==== DATASET EXCERPTS ====
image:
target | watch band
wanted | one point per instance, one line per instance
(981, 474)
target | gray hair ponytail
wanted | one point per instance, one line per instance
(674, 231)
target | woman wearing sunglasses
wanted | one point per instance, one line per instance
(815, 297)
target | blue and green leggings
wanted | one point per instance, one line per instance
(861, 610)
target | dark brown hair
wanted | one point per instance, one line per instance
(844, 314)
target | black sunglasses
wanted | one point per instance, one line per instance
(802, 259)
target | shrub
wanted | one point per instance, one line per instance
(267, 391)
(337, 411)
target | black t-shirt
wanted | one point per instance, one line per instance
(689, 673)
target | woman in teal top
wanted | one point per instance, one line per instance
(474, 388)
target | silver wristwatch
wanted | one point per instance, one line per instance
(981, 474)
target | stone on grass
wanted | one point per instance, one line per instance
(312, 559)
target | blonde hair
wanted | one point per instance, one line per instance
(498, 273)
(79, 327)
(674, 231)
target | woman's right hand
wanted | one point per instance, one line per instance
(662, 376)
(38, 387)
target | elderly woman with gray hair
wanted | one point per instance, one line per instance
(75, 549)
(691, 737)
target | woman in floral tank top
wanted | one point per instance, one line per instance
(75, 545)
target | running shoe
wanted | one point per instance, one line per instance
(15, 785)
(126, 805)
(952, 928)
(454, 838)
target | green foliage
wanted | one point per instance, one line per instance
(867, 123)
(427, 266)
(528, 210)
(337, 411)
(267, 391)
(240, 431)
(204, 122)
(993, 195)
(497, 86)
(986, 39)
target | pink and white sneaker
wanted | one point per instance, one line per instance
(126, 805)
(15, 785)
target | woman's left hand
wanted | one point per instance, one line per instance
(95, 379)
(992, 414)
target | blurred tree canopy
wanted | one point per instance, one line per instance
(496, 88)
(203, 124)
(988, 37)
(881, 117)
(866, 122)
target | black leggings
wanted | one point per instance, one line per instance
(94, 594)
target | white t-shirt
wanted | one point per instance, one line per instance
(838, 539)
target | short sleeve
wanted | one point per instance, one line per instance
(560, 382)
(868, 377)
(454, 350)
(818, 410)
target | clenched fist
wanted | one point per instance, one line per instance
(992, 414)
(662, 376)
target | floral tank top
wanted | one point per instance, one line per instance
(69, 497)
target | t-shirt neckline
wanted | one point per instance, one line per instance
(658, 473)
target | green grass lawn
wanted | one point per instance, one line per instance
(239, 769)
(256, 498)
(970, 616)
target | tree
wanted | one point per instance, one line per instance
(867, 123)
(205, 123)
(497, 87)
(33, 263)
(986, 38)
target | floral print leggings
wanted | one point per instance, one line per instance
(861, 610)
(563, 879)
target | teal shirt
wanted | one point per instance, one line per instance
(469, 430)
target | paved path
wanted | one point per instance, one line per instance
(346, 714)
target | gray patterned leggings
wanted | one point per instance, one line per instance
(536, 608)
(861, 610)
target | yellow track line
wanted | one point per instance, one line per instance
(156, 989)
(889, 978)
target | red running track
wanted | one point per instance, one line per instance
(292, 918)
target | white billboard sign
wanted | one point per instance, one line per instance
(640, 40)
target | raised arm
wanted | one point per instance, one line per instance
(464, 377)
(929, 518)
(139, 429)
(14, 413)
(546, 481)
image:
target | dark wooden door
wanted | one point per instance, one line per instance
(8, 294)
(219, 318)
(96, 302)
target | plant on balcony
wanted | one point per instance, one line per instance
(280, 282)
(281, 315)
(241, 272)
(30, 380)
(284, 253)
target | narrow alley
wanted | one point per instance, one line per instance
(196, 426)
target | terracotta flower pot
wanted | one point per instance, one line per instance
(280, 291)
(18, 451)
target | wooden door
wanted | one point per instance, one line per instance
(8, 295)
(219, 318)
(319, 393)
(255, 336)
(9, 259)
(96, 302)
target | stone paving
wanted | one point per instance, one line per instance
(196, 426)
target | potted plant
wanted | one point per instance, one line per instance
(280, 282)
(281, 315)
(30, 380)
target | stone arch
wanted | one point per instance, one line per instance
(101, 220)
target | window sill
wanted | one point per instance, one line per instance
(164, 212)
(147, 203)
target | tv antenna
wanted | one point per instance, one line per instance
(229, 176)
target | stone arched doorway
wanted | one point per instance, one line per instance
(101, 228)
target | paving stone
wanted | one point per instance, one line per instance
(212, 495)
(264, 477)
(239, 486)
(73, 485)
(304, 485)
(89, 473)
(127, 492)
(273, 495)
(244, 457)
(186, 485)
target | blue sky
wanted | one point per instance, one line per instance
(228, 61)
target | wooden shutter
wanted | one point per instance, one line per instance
====
WORK REQUEST -> Looking at the entries above, can you reproduce exactly the lines from the one that holds "target | yellow track line" through the one that holds "target | blue sky", and only those?

ANSWER AREA ->
target | yellow track line
wanted | one point per instance, one line per instance
(156, 989)
(889, 978)
target | red running track
wanted | one point per instance, one line per instance
(292, 918)
target | white billboard sign
wanted | one point per instance, one line per instance
(640, 40)
target | raised arm
wanted | one point per instance, one line per instance
(464, 377)
(929, 518)
(139, 429)
(14, 413)
(546, 481)
image:
target | dark wooden door
wanted | one point per instance, one line per instance
(8, 294)
(219, 318)
(96, 302)
target | plant on balcony
wanted | one point per instance, one line per instance
(280, 282)
(281, 315)
(241, 272)
(30, 380)
(284, 253)
target | narrow alley
wanted | one point per instance, one line per instance
(196, 426)
target | terracotta flower pot
wanted | one point per instance, one line per instance
(280, 291)
(18, 451)
target | wooden door
wanted | one point per instance, one line per instance
(8, 295)
(219, 318)
(319, 393)
(255, 336)
(9, 259)
(96, 302)
target | stone paving
wanted | one point per instance, one line per instance
(196, 426)
target | potted plant
wanted | one point per instance, one line per instance
(280, 282)
(281, 315)
(30, 380)
target | stone arch
wanted | one point per instance, one line per instance
(101, 220)
target | window sill
wanted | one point per instance, one line per instance
(164, 212)
(147, 203)
target | tv antenna
wanted | one point per instance, one line per instance
(229, 176)
target | stone arched doorway
wanted | one point per instance, one line per instance
(101, 228)
target | paving stone
wanted | one point per instance, one line per instance
(212, 495)
(264, 477)
(239, 486)
(73, 485)
(304, 485)
(89, 473)
(127, 492)
(273, 495)
(244, 457)
(186, 485)
target | blue sky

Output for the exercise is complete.